Pointing dataset excerpts
>>>>

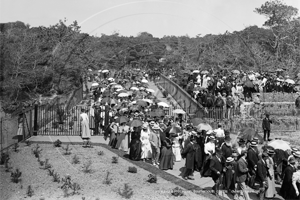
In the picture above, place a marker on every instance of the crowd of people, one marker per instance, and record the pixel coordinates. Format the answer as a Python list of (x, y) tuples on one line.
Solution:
[(134, 121)]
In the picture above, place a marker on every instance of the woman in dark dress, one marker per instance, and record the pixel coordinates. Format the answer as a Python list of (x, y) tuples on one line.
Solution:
[(135, 144), (167, 157)]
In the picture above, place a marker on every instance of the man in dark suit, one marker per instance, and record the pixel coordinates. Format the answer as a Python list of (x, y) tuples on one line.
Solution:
[(262, 174), (252, 159), (287, 190), (216, 167), (266, 125), (242, 173)]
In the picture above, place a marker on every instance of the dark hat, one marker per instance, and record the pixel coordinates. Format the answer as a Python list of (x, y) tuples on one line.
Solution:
[(265, 154), (242, 141), (229, 159), (227, 138), (270, 151)]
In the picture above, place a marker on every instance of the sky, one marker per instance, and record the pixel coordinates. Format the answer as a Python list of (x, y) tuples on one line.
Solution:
[(130, 17)]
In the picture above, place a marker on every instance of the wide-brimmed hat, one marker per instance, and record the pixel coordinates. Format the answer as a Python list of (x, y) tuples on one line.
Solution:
[(270, 151), (253, 143), (296, 154), (229, 159)]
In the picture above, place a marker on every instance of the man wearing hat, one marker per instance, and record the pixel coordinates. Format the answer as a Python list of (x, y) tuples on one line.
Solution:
[(155, 141), (216, 167), (242, 173), (287, 183), (266, 125), (252, 158), (262, 174)]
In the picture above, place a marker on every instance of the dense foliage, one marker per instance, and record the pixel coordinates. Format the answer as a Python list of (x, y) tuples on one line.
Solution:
[(56, 59)]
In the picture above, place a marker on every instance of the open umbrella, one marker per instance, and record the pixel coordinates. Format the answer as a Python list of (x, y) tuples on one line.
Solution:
[(135, 123), (196, 121), (150, 90), (203, 126), (163, 104), (204, 72), (122, 119), (279, 144), (178, 111), (123, 95), (235, 71)]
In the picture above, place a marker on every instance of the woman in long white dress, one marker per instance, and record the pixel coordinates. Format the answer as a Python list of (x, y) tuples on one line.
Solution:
[(271, 191), (85, 127), (146, 145), (176, 148)]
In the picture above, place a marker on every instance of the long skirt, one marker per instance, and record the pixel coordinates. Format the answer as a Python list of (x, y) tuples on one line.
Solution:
[(135, 150), (167, 159)]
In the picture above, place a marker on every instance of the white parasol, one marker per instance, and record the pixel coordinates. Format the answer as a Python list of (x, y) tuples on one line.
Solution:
[(163, 104), (178, 111), (95, 84), (123, 95)]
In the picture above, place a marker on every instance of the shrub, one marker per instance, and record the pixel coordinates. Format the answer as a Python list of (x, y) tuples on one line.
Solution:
[(56, 177), (67, 150), (16, 147), (37, 151), (126, 192), (75, 159), (132, 169), (47, 165), (152, 178), (115, 159), (16, 176), (177, 192), (51, 172), (87, 167), (107, 180), (29, 191), (57, 143), (4, 158)]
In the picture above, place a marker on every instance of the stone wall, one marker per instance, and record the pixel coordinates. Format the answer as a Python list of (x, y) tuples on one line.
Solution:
[(277, 97)]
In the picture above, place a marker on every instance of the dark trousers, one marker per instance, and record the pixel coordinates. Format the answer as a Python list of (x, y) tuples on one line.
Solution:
[(266, 135)]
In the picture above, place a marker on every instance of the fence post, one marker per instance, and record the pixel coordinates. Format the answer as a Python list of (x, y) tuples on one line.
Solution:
[(35, 124)]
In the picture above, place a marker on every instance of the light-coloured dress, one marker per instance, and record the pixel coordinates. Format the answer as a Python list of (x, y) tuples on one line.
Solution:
[(85, 127), (176, 148), (271, 191), (146, 145)]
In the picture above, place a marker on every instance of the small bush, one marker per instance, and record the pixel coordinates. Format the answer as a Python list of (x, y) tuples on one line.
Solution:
[(126, 192), (16, 176), (16, 147), (87, 167), (4, 158), (29, 191), (152, 178), (107, 180), (47, 165), (37, 151), (75, 159), (67, 150), (27, 142), (177, 192), (132, 169), (115, 159), (56, 177), (57, 143), (51, 172)]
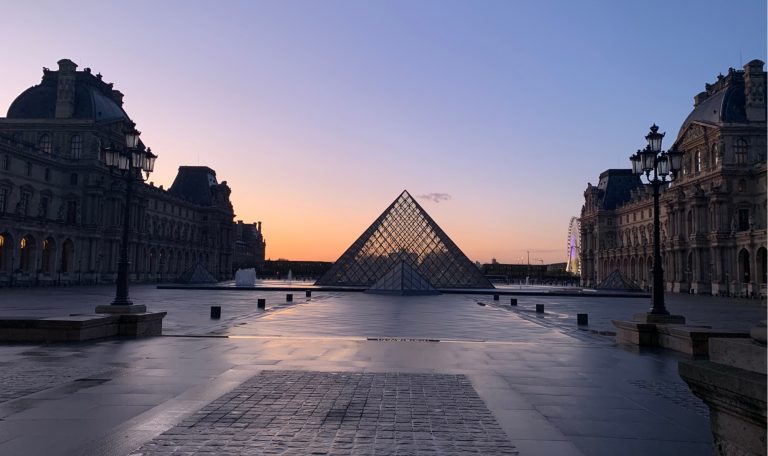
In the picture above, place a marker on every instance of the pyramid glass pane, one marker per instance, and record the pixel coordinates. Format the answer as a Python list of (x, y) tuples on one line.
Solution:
[(404, 232)]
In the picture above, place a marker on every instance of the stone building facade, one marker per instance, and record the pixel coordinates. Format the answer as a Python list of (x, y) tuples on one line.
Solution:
[(713, 216), (61, 208), (250, 246)]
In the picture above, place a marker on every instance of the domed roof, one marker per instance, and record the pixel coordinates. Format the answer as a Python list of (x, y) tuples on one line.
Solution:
[(723, 102), (93, 99)]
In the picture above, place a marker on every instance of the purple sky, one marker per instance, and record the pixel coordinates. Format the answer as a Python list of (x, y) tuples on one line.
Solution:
[(319, 113)]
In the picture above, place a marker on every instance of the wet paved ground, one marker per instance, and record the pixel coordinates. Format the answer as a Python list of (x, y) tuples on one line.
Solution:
[(298, 412), (552, 389)]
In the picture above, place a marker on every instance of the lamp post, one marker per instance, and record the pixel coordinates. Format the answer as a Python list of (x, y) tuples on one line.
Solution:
[(128, 163), (662, 164)]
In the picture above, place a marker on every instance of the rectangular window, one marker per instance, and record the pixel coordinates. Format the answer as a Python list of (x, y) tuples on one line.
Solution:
[(71, 212), (44, 207), (24, 203), (743, 219)]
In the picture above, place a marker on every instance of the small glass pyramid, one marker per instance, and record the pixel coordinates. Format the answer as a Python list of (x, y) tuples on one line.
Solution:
[(404, 232)]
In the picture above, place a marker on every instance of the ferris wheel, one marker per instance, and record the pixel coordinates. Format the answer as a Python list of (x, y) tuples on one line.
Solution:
[(573, 254)]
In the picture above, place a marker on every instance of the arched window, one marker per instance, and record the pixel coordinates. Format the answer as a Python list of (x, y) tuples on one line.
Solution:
[(697, 160), (5, 254), (44, 143), (76, 146), (740, 152)]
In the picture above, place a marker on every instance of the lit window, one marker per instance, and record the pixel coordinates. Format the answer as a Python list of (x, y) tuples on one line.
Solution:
[(24, 203), (740, 151), (76, 146), (697, 159), (44, 143)]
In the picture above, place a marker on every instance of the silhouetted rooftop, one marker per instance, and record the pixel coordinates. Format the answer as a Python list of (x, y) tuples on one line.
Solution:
[(616, 185)]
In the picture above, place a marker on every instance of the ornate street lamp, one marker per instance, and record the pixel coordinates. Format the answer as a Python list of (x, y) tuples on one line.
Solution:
[(662, 164), (129, 163)]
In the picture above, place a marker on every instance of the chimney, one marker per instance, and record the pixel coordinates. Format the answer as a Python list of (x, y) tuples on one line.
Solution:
[(754, 91), (699, 98), (65, 91)]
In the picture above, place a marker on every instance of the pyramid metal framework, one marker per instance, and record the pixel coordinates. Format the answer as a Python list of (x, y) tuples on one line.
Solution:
[(404, 232), (402, 279)]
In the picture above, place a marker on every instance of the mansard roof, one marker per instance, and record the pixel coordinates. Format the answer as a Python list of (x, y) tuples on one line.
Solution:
[(94, 99), (616, 187), (722, 102), (194, 183)]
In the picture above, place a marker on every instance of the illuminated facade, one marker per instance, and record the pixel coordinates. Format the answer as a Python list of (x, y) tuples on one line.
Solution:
[(713, 215), (61, 209)]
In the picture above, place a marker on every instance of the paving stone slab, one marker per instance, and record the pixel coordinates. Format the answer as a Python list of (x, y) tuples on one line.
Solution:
[(338, 413)]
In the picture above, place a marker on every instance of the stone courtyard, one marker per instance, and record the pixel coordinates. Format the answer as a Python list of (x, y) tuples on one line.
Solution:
[(350, 373)]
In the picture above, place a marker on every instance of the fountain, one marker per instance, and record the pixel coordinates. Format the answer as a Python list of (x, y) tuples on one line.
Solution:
[(245, 277)]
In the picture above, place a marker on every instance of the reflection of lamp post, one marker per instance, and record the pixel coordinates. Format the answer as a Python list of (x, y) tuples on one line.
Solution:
[(129, 164), (653, 159)]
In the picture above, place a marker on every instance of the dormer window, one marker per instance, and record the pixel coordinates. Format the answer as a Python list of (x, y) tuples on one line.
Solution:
[(76, 146), (44, 143)]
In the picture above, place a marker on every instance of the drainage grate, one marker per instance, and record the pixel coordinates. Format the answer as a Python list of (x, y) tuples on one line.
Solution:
[(401, 339)]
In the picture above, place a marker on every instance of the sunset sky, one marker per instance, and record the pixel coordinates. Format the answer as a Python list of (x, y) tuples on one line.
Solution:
[(319, 113)]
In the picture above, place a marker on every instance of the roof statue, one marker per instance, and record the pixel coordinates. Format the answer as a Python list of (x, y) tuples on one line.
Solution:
[(402, 279), (404, 233)]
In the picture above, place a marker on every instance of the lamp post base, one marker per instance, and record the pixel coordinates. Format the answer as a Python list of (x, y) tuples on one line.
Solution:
[(659, 319), (121, 309)]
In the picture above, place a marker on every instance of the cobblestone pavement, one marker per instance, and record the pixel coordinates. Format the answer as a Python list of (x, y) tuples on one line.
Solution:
[(327, 413), (21, 380)]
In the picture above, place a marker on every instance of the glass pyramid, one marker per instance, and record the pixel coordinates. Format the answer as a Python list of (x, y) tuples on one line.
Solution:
[(404, 232), (402, 280)]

<<<<

Please copy the stretch of data from the line containing "of the open" through the line containing "[(163, 104), (178, 111), (95, 84), (123, 95)]", replacing every "marker" with "dot" and leaving everything else unchanged.

In the picture above, place a dot on every instance of the open umbrella, one dot per instance, and record the pixel coordinates. Format the answer as a Python list of (x, y) tuples on one line.
Solution:
[(135, 123), (196, 121), (150, 90), (203, 126), (163, 104), (204, 72), (122, 119), (279, 144), (178, 111), (123, 95), (235, 71)]
In the picture above, place a dot on every instance of the woman in long white dress, one dot per instance, and record the pixel coordinates. Format the answer as a Python list of (x, y) tuples on one line.
Solution:
[(271, 191), (85, 127), (146, 145), (176, 148)]
In the picture above, place a dot on every instance of the long skirt, one dot per instance, and record the pixel coordinates. Format the answer as a Python list of (x, y) tuples on one line.
Solution:
[(135, 150), (167, 159)]
In the picture above, place a dot on every instance of the white parasol, one dot per instance, and record the pixel coordinates. Format the answer as a Python list of (x, y) tuples on one line.
Solution:
[(163, 104), (178, 111), (95, 84), (123, 95)]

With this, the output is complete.